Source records
↓↓↓

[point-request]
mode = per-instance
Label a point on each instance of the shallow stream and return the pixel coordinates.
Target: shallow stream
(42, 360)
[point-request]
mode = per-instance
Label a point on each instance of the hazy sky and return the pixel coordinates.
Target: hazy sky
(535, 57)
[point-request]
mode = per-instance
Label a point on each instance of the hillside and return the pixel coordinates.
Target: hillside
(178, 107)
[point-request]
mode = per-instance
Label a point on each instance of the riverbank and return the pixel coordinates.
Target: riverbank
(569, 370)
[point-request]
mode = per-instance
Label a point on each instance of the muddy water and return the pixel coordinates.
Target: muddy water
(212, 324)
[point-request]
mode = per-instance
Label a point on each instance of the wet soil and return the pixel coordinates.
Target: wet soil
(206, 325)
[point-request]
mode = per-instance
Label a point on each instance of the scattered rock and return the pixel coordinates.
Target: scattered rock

↑↑↑

TASK
In the entries above, some lines hold the string "Label". Copy each of them.

RESPONSE TO THE TASK
Label a point on each instance of the shallow stream and return the pixel coordinates.
Label a point on each instance of the hazy sky and return the pixel coordinates.
Label a point on each instance of the hillside and return the pixel coordinates.
Label a point on each instance of the riverbank and return the pixel coordinates.
Label a point on each instance of the muddy water and return the pixel coordinates.
Label a point on each instance of the wet soil and return the pixel coordinates.
Label a point on each instance of the scattered rock and return the pixel coordinates.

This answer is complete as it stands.